Задания ::
**1)** Перепишите фрагмент текста от слов «латинских новелл, баснословна.» до слов «статьи и рецензии.» включительно, заменив «стихи» на «стихотворения».
**2)** Перечислите по тексту всё, что хранилось в бабушкином шкафу, который разбирал Петр.
**3)** Ответьте на вопросы по тексту:
(a) В каком году вышла книга Леонида Шевченко «Рок»?
(b) Где и в каком году родилась Арина Федоровна И.?
(c) Какое животное укусило Петра?

Журнальный зал

Русский
толстый журнал как эстетический феномен

Опубликовано в журнале: Дружба Народов 2004, 4

Повесть о жизни

 

Память, как сборник средневековых

латинских новелл, баснословна.

Леонид Шевченко

 

 

Леонид Шевченко написал — во всяком случае, опубликовал — слишком мало, чтобы войти в литературный процесс и даже просто запомниться большому количеству людей. Он писал рассказы, которые ему так и не удалось опубликовать, стихи — в 2000 году вышла книга “Рок”, в 2002-м — подборка в “Знамени” — и странную критическую прозу, выдаваемую за статьи и рецензии.

В раздумьях о степени родства человека миру, в который он явлен, выдаваемых за повесть, Леонид Шевченко взял сторону Марины Цветаевой: жизнь — это место, где жить нельзя. Где все не такое, каким кажется, все, что притворяется существующим, — неживое и нереальное, начиная с города, в котором угораздило родиться, и его символа — мемориального комплекса на Мамаевом кургане. Являясь в сон героя повести Петра Пустовойтова, памятник подает признаки жизни — приходит в движение: “В Озере Скорби плавали аквариумные рыбы, и еще — тритоны. Скорбящая Мать, обнимающая труп, смотрела не на труп, а куда-то вбок. В Пантеоне Черная-Рука-с-Факелом поднималась все выше, и уже растрескался гранитный пол, и угадывалось Плечо. Культурист с автоматом, напротив, врос в землю по грудь. Одна Женщина-Родина с мечом ничуть не изменилась, если не считать внутренней феерической подсветки”.

Этот помпезный мемориал, мучающий взгляд и сознание, противостоит личной памяти Петра о недавно умершей бабушке — человеке, который занимает в его сознании гораздо больше места, чем герои великой войны. Каждая главка повести оканчивается рефреном: “МЕМОРИАЛЬНЫЙ НОСОВОЙ ПЛАТОК” — и следует какой-нибудь факт биографии бабушки, изложенный сухо и протокольно: “Арина Федоровна И. родилась в 1924 в Краснодоне”; “Арина Федоровна И. училась в краснодонской школе вместе с молодогвардейцами”; “Арина Федоровна И. с мужем-железнодорожником перебралась в Сталинград в 1956 году...”

Арина Федоровна И. не была героиней-молодогвардейкой, хоть и училась в одном классе с Олегом Кошевым и дружила с Ульяной Громовой, она просто любила своего внука Петю, до того любила, что в день смерти Генерального секретаря ЦК КПСС принялась звонить в школу и скандалить по поводу ботинок, украденных у Пети в этот день из раздевалки. Платок — единственный намек на то, что герой оплакивает бабушку: жизнь идет своим порядком, герой посещает контору, где вынужден доказывать степень родства с умершей Ариной Федоровной И., потом вступает в сложные взаимоотношения с оставшейся ему в наследство бабушкиной квартирой: “Прошел месяц, а Петр еще не разобрал бабушкин шкаф с открытками, фотками, рукописями и “эфирными папками” с машинописью. В папках, как в авангардной пьесе, фигурировали Голос, музыка и т.д. Шкаф гипнотизировал, знал, но не подпускал к себе Пустовойтова, издевался над ним. А еще его укусил кот. Ни за что ни про что вцепился в ногу и спрятался в ванной.

[Фрагмент файла данных]
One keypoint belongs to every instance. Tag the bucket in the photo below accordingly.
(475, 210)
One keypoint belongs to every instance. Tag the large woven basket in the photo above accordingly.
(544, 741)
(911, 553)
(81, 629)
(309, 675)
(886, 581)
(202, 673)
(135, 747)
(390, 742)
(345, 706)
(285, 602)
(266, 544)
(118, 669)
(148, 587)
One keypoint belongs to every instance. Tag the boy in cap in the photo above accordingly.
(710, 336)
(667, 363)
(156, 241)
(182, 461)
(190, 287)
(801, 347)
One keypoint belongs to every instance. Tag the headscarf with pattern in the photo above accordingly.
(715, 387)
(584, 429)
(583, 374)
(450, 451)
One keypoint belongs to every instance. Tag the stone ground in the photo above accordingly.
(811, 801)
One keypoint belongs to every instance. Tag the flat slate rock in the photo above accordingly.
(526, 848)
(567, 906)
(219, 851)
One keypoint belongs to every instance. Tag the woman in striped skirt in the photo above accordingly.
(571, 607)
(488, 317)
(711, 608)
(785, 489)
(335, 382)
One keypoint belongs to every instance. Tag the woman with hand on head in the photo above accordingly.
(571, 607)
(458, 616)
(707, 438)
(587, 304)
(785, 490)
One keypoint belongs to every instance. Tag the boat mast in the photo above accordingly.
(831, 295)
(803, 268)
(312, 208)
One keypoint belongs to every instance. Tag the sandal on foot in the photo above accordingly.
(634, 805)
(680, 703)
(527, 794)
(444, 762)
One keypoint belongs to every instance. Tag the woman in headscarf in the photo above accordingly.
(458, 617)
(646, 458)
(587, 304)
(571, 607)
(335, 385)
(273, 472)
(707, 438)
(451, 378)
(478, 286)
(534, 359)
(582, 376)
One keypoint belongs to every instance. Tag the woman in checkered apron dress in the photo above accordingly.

Выполненные задания ::
**1)**
латинских новелл, баснословна.

Леонид Шевченко

 

 

Леонид Шевченко написал — во всяком случае, опубликовал — слишком мало, чтобы войти в литературный процесс и даже просто запомниться большому количеству людей. Он писал рассказы, которые ему так и не удалось опубликовать, стихотворения — в 2000 году вышла книга “Рок”, в 2002-м — подборка в “Знамени” — и странную критическую прозу, выдаваемую за статьи и рецензии.

**2)** Открытки, фотки, рукописи и «эфирные папки» с машинописью.

**3)**
(a) В 2000 году.
(b) В Краснодоне, в 1924 году.
(c) Кот.